What to produce:
Without the pictures, give the entries below again exactly as written.

Material for this exercise:
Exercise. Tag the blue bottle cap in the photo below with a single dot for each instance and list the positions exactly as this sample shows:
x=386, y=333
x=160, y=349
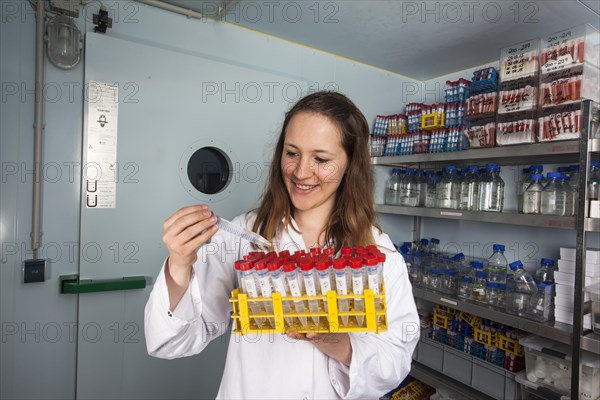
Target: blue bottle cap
x=515, y=265
x=481, y=274
x=553, y=175
x=547, y=261
x=498, y=247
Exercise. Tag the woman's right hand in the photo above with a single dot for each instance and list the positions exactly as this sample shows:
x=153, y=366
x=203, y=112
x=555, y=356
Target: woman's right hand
x=184, y=232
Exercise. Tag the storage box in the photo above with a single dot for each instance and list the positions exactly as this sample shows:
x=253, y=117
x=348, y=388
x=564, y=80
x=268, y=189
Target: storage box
x=330, y=319
x=568, y=266
x=534, y=391
x=548, y=363
x=592, y=256
x=569, y=279
x=594, y=291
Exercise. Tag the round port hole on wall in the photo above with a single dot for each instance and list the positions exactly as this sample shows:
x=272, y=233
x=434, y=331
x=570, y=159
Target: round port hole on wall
x=206, y=171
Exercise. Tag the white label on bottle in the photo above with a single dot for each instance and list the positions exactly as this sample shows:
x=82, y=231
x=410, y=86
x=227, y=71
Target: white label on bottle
x=265, y=286
x=309, y=285
x=373, y=280
x=251, y=287
x=294, y=287
x=325, y=285
x=279, y=286
x=357, y=284
x=340, y=282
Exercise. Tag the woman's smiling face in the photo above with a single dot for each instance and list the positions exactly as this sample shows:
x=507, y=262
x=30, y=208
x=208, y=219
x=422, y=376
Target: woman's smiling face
x=313, y=161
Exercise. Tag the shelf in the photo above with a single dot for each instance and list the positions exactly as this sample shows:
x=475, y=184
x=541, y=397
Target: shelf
x=439, y=380
x=544, y=153
x=553, y=330
x=543, y=221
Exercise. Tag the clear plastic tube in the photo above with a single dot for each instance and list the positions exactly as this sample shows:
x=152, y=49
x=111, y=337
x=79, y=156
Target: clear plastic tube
x=307, y=268
x=341, y=286
x=358, y=286
x=249, y=283
x=280, y=286
x=295, y=286
x=264, y=282
x=324, y=276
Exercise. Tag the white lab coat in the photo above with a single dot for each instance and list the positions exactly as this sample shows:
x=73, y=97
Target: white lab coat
x=273, y=366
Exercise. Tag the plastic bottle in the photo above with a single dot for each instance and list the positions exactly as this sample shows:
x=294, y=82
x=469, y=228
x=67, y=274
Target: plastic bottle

Solution to the problem:
Exercise. Tag the blue bottle cap in the photo below with a single dot for each instance and list the positions exactly as this sample shows:
x=386, y=333
x=160, y=349
Target: blue bottle cap
x=515, y=265
x=481, y=274
x=553, y=175
x=547, y=261
x=498, y=247
Exercise. Tag the woman's right hand in the photo above with a single dot for each instance and list the positions exactly as this sample shows:
x=153, y=366
x=203, y=112
x=555, y=356
Target: woman's right hand
x=184, y=232
Exercise. Tag the storage box in the photo above with a single dot for each instance and list the positions exactly as this sample shows:
x=253, y=117
x=348, y=388
x=564, y=80
x=268, y=189
Target: storage box
x=330, y=319
x=568, y=266
x=534, y=391
x=548, y=363
x=592, y=256
x=569, y=279
x=594, y=291
Exercise. Tag the round port hole on wall in the photo above with a single dot for each instance and list the positions exactly as this sample shows:
x=272, y=233
x=434, y=331
x=570, y=159
Target: round port hole on wall
x=206, y=171
Exercise. Tag the white label on bottle in the photo above with a single dot for each instance and list the positions exactly as this sample shows:
x=82, y=231
x=410, y=86
x=227, y=71
Target: white label on bottle
x=265, y=286
x=309, y=285
x=373, y=280
x=251, y=287
x=294, y=287
x=325, y=285
x=279, y=286
x=357, y=284
x=340, y=282
Exercise. Tag the woman's smiling face in the photo above with a single dot for each instance and list the positions exactly as this sample shows:
x=507, y=262
x=30, y=208
x=208, y=219
x=422, y=376
Target: woman's smiling face
x=313, y=161
Exercise. Tag the shelf in the photo above with a single dot for each instance and list the positions exactly as this sample shows:
x=475, y=184
x=541, y=397
Target: shelf
x=439, y=380
x=544, y=153
x=553, y=330
x=543, y=221
Exercise. Tag the clear plastic tube in the photo above with a single dot for each instance and list the positions exactly as this sample shows:
x=152, y=49
x=111, y=337
x=79, y=156
Target: clear plastic tube
x=307, y=268
x=341, y=286
x=358, y=286
x=249, y=283
x=280, y=286
x=295, y=286
x=264, y=282
x=324, y=276
Exercise. Tag the white lab coat in the photo above with a single dot for each instance and list the positions exactly as this sample shows:
x=73, y=97
Target: white lab coat
x=273, y=366
Exercise. Tag the plastic bottle in the photo above with a single dot for each instance and list the positions exactly as this sample shows:
x=294, y=82
x=469, y=228
x=67, y=274
Target: plastic bottle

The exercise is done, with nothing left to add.